• _AIM OF THE TASK_: List every line in the entries below that contains the word "hand". Matching is case-sensitive.

—————

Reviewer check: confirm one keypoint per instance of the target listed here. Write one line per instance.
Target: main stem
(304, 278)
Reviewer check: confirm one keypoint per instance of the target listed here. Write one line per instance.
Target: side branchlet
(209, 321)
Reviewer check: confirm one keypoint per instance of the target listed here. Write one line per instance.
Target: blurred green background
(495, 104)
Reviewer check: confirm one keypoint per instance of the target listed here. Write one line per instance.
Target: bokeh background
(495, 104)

—————

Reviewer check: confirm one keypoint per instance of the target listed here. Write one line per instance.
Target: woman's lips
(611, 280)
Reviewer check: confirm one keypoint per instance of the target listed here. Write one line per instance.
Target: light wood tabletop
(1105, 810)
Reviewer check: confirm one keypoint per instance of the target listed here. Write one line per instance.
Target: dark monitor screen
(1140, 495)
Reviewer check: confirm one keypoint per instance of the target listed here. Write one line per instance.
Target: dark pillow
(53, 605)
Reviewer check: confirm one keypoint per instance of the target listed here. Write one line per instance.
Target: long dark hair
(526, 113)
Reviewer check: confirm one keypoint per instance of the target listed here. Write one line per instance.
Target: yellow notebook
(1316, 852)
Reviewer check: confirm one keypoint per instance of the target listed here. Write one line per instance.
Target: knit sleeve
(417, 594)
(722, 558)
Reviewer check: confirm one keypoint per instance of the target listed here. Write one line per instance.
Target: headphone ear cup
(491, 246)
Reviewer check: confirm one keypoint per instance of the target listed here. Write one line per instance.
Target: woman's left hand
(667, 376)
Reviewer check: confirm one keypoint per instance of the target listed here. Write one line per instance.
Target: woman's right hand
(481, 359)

—————

• _EXERCISE SOLUTION_:
Target: woman's left hand
Target: woman's right hand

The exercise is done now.